***** Extract
Background
Dementias Platform UK (DPUK) is a £53M public-private-partnership established by the Medical Research Council (MRC) to facilitate experimental medicine programmes that bridge the evidence gap between basic mechanistic research and large-scale trials. DPUK does this in three ways: 1) by providing access to individual and aggregate level data from multiple cohort studies for hypothesis generation and testing, 2) a register of highly characterised risk-stratified volunteers consented for re-contact (which is undergoing recruitment), and 3) a programme of academic and industry based experimental studies. Here we describe the DPUK Data Portal which facilitates access to cohort data (including one e-cohort) data for 3 461 244 individuals in 35 cohorts. Meta data are available for a further 12 cohorts.
There are several arguments for multi-cohort-focused data repositories including: 1) as research questions focus on smaller effect sizes access is required to data at-scale to achieve statistical purchase, 2) as emerging research questions become more complex access to diverse multi-modal data is needed for rigorous hypothesis testing, 3) as scientific rigour increases there is growing recognition of the value of triangulation and replication using independent data, 4) as cohort datasets increase in size the cohort-by-cohort transfer of large datasets is decreasingly feasible, 5) as cohort datasets become more complex the mastering of bespoke data models for survey, omics (genomics, proteomics and metabolomics), imaging and device data becomes burdensome, 6) as cohort datasets become more sensitive the non-auditable use of data is decreasingly acceptable. Whilst these issues can be addressed individually, the Data Portal provides an integrated solution.
Data resource basics
The DPUK Data Portal (https://portal.dementiasplatform.uk/) [1] is a collaboration between DPUK and a growing number of cohort research teams who wish to make their data globally accessible (Table 1).
Benefits for cohort research teams
The Data Portal supports the work of cohort research teams through data curation, access management, and cohort enhancement. The Data Portal contributes to the widely accepted FAIR principles (Findability, Accessibility, Interoperability and Reusability) to improve the infrastructure supporting the reuse of data [2]. DPUK also facilitates the legal engagement necessary to facilitate data transfer into the Data Portal on behalf of accessing researchers, by ensuring robust contractual arrangements, in the form of the DPUK Data Deposit Agreement, are in place as an overarching mechanism for data governance and use [3].
The Data Portal operates within the UKSeRP environment according to ISO 27001 [4] as a data processor according to the UK Data Protection Act 2018 [5] and EU General Data Protection Regulation 2016 [6]. Data may be accessed remotely for in-situ analyses but not downloaded to third-party sites. Data-use approval remains with the cohort research teams who retain control over data access. Preparing datasets for third-party researchers and providing suitable documentation is resource intensive. The Data Portal reduces this burden through the management of access requests on behalf of cohort research teams, use of a common data model, and the development of standard documentation. For data stored within the Data Portal, the need for repeated data transfer is eliminated.
The Data Portal enables cohort enhancement through web-based procedures that can be ‘branded’ for each cohort. This utility is suitable for collecting consent, questionnaire and cognitive performance data. Whilst the comparability of data collected through different modalities is an empirical question, there is growing evidence on the acceptability and validity of remote recruitment and assessment procedures [7]. The UKSeRP environment has been specifically designed for use with linked electronic health records and is a suitable environment for the onward sharing of linked data.
**********
→ Try it
Can you continue the description of the DPUK Data Portal, picking up after its last sentence?
***** Data below
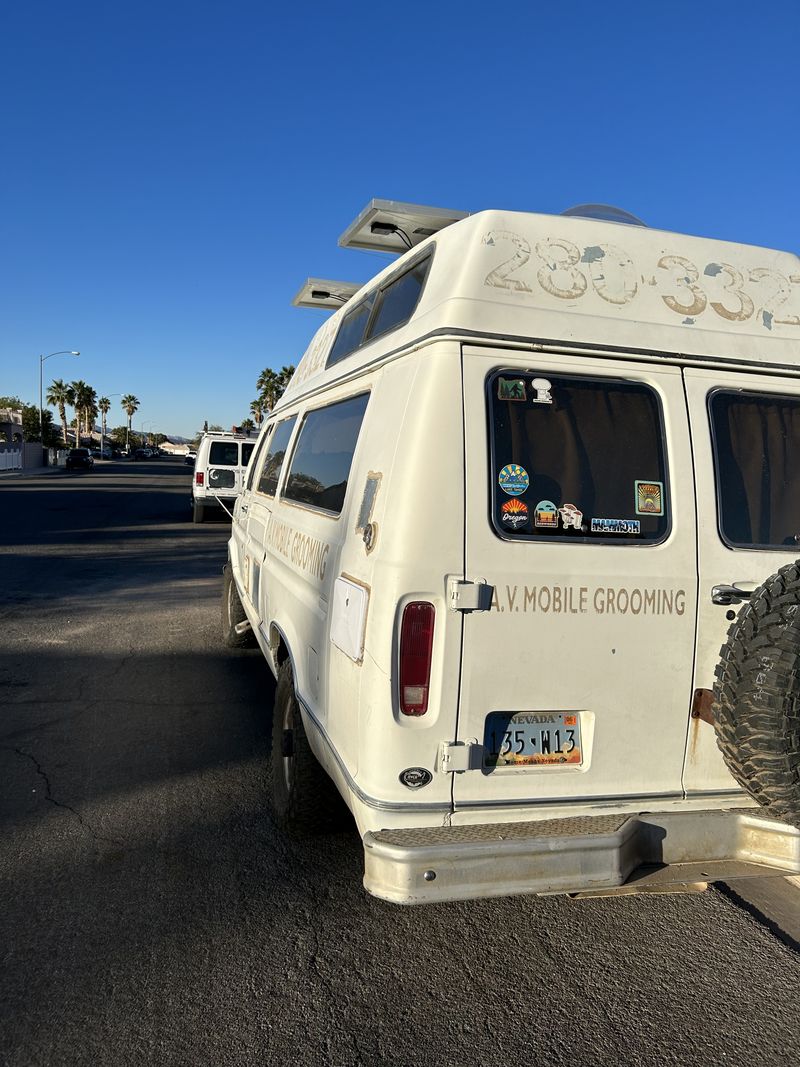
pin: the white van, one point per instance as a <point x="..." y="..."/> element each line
<point x="219" y="472"/>
<point x="492" y="540"/>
**********
→ Result
Benefits for researchers
For researchers the Data Portal enables the pursuit of ideas from any location with suitable connectivity. It has three core utilities: data discovery, access, and analysis. A tiered data discovery pathway begins with the Cohort Matrix [8] which provides a high-level comparison of data availability for each cohort. The Cohort Directory [9] enables detailed exploration across cohorts using a range of metadata categories (Figure 1).
For data access, the Data Portal provides a single point of contact for multiple cohorts. The application form is a synthesis of key issues that are addressed by most if not all the individual cohort access management procedures, comprising public interest, potential for subject identifiability, scientific rationale, appropriate analysis plan, and conflict of scientific interest. These issues are specifically identified as fail-fast criteria to enable cohort data access management panels to more easily evaluate an application. Of the 47 cohorts that have provided data or metadata to the Data Portal, 26 have adopted the DPUK electronic application pro-forma (Table 1). A further 14 require their own access form to be completed alongside the DPUK process, and seven require their own process to be used exclusively.
For data analysis, once approval has been granted by a cohort research team and a data access agreement has been completed, data are made available within the secure analysis area of the Data Portal for in-situ analysis. The analysis area includes the use of several widely used general statistical packages (R, STATA, SPSS, SAS, Matlab, Python). Specialist software can be made available on request and bespoke software can be uploaded upon approval. Researchers are provided with a personal virtual desktop infrastructure which requires two-factor authentication to access. The standard desktop specification is optimised for survey epidemiologic survey data and includes 8GB RAM and four CPUs which are sufficient for most analyses. Bespoke desktop configurations can be requested for computationally intensive operations.
Multi-modal analysis is facilitated by optimising a virtual desktop infrastructure for survey, imaging, or omics analysis, in terms of capacity and tooling, and then combining results within a project-specific common data folder. For example, image-derived phenotypes may be generated within the environment using specialist software, transferred to a common folder, and then integrated with survey data. For device data (e.g. data from smart phones, accelerometers, portable cardiac monitors), the current solution is for data to be processed into clinically meaningful measures before upload to the Data Portal, and to be accessible via the standard desktop. Linked data are also available where governance permissions allow. Results can be exported for dissemination purposes. All exports must be requested, screened for non-identifiability, and approved prior to release. Microsoft Office is provided for preparing reports for export.
The Data Portal allows joint use of data within research consortia. Although the virtual desktop is the researcher’s own personal virtual laboratory, for distributed research groups and for consortia, the Data Portal can be used to hold a core dataset which can then be accessed by researchers in multiple locations without risk to the integrity of the core. This network of virtual desktops is flexible and can be configured in terms of access rights and capacity according to the requirements of the consortium.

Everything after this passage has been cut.